Items listed in a dataset:
■ ■ ■ ■ ■

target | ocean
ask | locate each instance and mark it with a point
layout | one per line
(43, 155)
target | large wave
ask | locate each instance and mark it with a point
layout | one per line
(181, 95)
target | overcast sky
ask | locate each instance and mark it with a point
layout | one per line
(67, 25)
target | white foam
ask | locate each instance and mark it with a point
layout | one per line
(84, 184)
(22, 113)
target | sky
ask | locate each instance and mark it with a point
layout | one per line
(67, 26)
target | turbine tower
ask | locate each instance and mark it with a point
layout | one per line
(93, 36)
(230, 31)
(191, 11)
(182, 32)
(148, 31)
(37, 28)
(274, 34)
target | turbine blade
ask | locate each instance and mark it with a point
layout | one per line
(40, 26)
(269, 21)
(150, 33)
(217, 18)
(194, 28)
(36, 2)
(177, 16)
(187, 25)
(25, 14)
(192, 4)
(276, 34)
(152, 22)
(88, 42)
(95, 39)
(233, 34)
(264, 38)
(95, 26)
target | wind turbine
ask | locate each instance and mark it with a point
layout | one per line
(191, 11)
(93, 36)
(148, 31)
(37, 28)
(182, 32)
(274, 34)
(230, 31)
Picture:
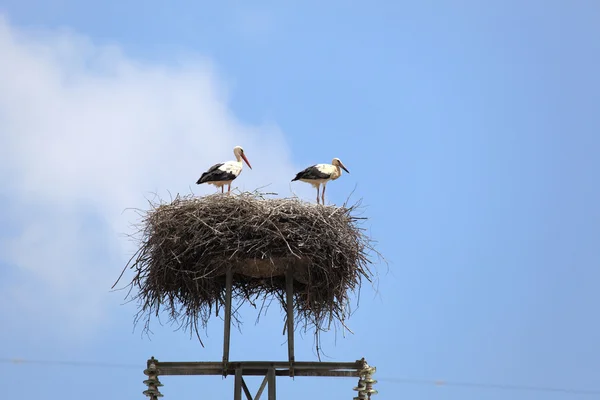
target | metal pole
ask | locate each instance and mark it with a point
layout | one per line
(271, 379)
(289, 288)
(237, 388)
(227, 327)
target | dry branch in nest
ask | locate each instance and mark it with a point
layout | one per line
(187, 245)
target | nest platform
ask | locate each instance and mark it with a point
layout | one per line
(188, 245)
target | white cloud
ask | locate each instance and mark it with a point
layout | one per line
(86, 132)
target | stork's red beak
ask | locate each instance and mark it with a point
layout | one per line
(245, 159)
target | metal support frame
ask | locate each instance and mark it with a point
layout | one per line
(289, 300)
(269, 369)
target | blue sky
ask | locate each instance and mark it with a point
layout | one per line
(470, 130)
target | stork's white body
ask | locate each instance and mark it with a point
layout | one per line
(223, 174)
(318, 175)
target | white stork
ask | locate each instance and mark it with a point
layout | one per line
(224, 173)
(320, 174)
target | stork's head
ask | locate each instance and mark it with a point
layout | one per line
(338, 163)
(239, 155)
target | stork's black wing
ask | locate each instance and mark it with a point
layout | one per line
(311, 172)
(214, 174)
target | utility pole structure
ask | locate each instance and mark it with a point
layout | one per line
(269, 369)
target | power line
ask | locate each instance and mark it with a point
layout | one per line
(491, 386)
(70, 363)
(93, 364)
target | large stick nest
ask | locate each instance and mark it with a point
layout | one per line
(187, 246)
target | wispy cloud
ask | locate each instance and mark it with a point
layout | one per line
(86, 132)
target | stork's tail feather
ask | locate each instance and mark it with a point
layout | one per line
(201, 179)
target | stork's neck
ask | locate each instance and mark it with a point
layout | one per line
(338, 172)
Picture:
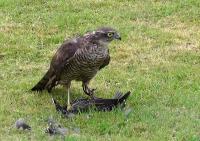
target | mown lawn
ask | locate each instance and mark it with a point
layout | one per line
(158, 60)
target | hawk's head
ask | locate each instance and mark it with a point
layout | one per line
(104, 35)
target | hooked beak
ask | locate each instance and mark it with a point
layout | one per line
(117, 36)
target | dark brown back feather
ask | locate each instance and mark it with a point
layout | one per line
(59, 60)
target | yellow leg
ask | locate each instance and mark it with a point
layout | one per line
(68, 99)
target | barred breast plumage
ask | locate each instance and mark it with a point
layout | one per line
(79, 58)
(85, 63)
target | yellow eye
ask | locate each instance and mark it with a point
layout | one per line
(110, 34)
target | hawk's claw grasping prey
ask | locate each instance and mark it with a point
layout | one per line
(79, 59)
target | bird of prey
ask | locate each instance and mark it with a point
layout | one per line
(79, 59)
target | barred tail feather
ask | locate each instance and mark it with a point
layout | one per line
(41, 85)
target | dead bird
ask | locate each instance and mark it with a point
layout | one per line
(99, 104)
(21, 124)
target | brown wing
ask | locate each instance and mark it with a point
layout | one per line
(59, 60)
(105, 63)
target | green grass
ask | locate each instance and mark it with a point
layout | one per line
(158, 60)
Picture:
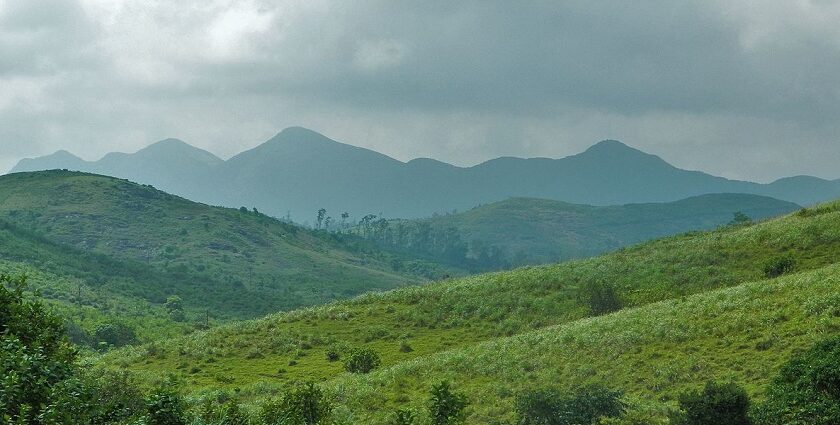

■ ■ ■ ■ ■

DIRECTIONS: Please pick out each line in the rows above that contains the word "yellow", and copy those lines in full.

SOLUTION:
target | yellow leg
target | yellow eye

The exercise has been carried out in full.